PROBLEM
I need every line that includes the word "wall" copied from the material.

------------------------

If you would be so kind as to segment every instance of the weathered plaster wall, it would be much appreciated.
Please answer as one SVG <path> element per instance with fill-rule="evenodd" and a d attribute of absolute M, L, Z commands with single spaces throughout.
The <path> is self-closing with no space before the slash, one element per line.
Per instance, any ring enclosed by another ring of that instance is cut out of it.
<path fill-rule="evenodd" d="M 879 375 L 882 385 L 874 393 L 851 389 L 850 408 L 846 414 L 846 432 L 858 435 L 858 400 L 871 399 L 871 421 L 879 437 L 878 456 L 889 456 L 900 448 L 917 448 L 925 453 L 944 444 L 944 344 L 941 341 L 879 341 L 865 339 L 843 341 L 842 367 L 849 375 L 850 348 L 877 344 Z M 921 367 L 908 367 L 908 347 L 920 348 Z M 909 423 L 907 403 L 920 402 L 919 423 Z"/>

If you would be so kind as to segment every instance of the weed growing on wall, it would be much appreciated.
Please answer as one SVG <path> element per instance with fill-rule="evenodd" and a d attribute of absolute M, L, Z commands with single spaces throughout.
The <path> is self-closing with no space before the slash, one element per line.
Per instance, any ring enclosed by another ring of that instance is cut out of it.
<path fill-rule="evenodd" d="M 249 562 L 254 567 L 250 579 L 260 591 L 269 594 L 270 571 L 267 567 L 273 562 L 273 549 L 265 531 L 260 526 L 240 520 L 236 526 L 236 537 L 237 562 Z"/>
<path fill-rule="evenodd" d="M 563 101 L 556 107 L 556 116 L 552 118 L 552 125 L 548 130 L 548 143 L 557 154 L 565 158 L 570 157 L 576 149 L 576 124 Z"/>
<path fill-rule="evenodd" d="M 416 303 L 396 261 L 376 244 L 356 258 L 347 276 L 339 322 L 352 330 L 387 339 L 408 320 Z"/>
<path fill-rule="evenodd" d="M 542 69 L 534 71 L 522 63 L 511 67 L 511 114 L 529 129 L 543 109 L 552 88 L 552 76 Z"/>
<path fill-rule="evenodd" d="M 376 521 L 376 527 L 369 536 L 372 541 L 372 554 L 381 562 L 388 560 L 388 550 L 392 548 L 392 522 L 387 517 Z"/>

------------------------

YOUR SOLUTION
If you would be so kind as to segment every instance of the weathered plaster wall, it would be much appreciated.
If you would be so kind as to segment every instance of the weed growing on wall, it would be much appreciated.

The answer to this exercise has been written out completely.